▶ **TESTO IN ESAME**:

☆ ☆ ☆ ☆

Un gruppo di ricercatori del Walter and Eliza Hall Institute, guidato dal Mireille Lahoud, Zhang Jian-Guo, Peter Czabotar e Ken Shortman, ha individuato una proteina presente sulla superficie di una specifica classe di cellule del sistema immunitario in grado di riconoscere le cellule morenti o danneggiate a causa di una possibile infezione in corso. Questa scoperta potrebbe dare nuovo impulso alla ricerca sui vaccini di ultima generazione rendendoli più specifici, più efficaci e con meno effetti collaterali, capaci di prevenire malattie come la malaria, l’HIV e alcune forme di tumore.
La proteina osservata nel corso dello studio dal team di immunologi, chimici delle proteine e biologi strutturali , si chiama Clec9A e si trova sulla superficie delle cellule dendritiche, che sono cellule del sistema immunitario specializzate nella cattura di antigeni. Le cellule dendritiche sono fondamentali per lanciare l’allarme sull’eventuale presenza di virus, batteri e parassiti, cellule tumorali e altre cellule morenti o danneggiate e hanno il compito di far capire alle altre cellule del sistema di difesa quali sono le molecole da distruggere.
Secondo Shortman, la proteina Clec9A rappresenta, al momento, uno dei target migliori per ottimizzare la risposta immunitaria. Infatti, creando vaccini che si legano alla proteina Clec9A, si riuscirebbero a ingannare le cellule dendritiche, inducendole a ritenere di aver incontrato una cellula danneggiata e dunque ad attivare una risposta immunitaria.
“In questo studio – pubblicato sulla rivista Immunity – abbiamo scoperto che Clec9A riconosce e si lega ai filamenti di actina, una proteina che si trova in tutte le cellule del corpo, e che quest’ultima si rivela solo quando la membrana cellulare è danneggiata o distrutta” afferma Lahoud. “Si tratta dunque di un metodo eccellente per scovare le cellule che potrebbero ospitare pericolose infezioni ed esporle al sistema di difesa”.
Colpendo la proteina Clec9A si potrebbe inoltre diminuire di 100-1000 volte la quantità di vaccino necessario all’immunizzazione. A differenza dei vaccini tradizionali – composti da virus interi inattivati o parassiti per il riconoscimento immunitario – che devono essere somministrati in grandi quantità, nella speranza che incontrino le giuste cellule di difesa dell’organismo, e devono incorporare altre sostanze (coadiuvanti), necessarie per aumentare la risposta immunitaria, i vaccini di nuova generazione andrebbero a colpire direttamente le cellule target, mitigando gli effetti collaterali” conclude il professor Shortman.

☆ ☆ ☆ ☆

▶ **CONSEGNA**:
Trascrivi di nuovo, senza alcuna modifica, il passo del testo in esame che va da "La proteina osservata" fino a "molecole da distruggere." incluso.

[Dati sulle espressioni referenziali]

☆ ☆ ☆ ☆

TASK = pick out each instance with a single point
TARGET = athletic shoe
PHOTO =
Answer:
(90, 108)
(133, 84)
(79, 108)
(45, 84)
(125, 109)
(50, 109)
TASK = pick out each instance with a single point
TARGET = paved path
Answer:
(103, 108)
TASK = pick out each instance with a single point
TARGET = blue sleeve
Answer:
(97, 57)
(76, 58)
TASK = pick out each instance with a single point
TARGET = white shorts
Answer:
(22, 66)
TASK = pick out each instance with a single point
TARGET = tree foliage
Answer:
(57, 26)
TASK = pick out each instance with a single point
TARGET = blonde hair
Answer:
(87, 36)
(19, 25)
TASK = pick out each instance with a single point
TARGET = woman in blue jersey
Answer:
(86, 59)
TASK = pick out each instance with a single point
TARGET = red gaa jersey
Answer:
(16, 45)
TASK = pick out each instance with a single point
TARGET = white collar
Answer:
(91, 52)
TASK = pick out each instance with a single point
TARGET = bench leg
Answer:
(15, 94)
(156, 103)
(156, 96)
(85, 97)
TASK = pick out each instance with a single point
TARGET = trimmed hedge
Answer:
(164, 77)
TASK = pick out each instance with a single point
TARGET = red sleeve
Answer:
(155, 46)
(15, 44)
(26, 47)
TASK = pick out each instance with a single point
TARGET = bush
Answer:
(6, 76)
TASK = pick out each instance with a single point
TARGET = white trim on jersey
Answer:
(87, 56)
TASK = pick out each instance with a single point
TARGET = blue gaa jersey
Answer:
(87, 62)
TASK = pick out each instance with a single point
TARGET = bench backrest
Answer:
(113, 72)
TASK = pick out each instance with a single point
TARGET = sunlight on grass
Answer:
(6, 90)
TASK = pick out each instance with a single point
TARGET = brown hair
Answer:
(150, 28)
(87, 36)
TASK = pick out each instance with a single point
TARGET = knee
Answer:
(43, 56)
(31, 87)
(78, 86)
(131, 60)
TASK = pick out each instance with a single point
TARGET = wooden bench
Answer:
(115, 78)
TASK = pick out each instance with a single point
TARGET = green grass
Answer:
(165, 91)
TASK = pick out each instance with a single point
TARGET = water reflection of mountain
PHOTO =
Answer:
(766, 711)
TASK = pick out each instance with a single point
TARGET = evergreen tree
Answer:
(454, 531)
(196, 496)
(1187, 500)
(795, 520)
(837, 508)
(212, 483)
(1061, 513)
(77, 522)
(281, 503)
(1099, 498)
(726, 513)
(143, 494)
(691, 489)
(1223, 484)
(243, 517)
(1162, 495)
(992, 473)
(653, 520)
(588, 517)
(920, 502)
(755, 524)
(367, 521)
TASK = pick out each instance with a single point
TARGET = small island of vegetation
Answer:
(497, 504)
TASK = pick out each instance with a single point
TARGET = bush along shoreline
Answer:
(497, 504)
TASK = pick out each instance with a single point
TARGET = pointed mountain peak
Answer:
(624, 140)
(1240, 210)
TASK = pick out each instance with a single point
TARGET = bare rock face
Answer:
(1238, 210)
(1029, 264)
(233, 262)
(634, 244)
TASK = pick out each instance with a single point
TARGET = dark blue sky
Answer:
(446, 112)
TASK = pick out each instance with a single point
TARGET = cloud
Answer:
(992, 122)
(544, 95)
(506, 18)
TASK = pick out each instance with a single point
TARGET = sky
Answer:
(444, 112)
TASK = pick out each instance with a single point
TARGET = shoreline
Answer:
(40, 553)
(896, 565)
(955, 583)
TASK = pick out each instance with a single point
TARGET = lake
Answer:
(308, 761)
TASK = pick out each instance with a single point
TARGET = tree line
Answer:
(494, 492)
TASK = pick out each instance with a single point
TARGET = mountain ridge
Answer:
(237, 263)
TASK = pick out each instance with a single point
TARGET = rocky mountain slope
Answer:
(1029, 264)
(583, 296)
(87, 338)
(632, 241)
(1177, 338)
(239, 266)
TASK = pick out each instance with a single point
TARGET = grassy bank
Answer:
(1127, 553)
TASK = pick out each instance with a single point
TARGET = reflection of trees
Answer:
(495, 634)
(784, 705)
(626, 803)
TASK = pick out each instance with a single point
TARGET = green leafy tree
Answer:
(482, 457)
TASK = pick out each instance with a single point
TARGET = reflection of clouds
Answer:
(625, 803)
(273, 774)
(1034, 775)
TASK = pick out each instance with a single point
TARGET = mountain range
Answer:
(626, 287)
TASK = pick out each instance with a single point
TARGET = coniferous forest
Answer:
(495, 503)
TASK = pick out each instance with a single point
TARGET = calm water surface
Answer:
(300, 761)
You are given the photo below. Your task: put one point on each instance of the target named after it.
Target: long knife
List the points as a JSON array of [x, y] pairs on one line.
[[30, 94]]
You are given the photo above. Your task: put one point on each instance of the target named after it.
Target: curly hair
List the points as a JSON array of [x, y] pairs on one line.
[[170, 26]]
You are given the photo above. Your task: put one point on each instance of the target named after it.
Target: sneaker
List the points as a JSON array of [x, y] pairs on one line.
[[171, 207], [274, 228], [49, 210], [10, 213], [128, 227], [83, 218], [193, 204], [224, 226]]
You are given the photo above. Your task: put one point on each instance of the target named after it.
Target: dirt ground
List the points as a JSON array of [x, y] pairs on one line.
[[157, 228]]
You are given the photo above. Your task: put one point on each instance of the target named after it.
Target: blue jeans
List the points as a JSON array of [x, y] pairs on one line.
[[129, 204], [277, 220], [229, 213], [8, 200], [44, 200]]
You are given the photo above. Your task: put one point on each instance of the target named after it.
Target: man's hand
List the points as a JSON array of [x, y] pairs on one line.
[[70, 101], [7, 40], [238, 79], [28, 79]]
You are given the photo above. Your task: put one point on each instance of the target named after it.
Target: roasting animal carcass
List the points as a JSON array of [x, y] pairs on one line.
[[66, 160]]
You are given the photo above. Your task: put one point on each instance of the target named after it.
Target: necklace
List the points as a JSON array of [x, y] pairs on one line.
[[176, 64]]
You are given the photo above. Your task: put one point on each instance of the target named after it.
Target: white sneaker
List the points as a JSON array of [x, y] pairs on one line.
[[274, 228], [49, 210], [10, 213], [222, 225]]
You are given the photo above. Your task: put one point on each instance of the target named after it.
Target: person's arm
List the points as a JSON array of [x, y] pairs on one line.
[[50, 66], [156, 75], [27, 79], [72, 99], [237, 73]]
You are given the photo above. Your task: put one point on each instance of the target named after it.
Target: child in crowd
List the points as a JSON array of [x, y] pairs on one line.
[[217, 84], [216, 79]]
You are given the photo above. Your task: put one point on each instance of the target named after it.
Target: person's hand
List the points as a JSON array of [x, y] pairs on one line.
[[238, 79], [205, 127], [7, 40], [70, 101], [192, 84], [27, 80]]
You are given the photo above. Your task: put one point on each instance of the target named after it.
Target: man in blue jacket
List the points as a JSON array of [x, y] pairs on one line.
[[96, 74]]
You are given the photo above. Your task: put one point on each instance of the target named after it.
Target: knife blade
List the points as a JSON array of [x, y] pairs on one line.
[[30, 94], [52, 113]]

☆ ☆ ☆ ☆

▶ **SOLUZIONE**:
La proteina osservata nel corso dello studio dal team di immunologi, chimici delle proteine e biologi strutturali , si chiama Clec9A e si trova sulla superficie delle cellule dendritiche, che sono cellule del sistema immunitario specializzate nella cattura di antigeni. Le cellule dendritiche sono fondamentali per lanciare l’allarme sull’eventuale presenza di virus, batteri e parassiti, cellule tumorali e altre cellule morenti o danneggiate e hanno il compito di far capire alle altre cellule del sistema di difesa quali sono le molecole da distruggere.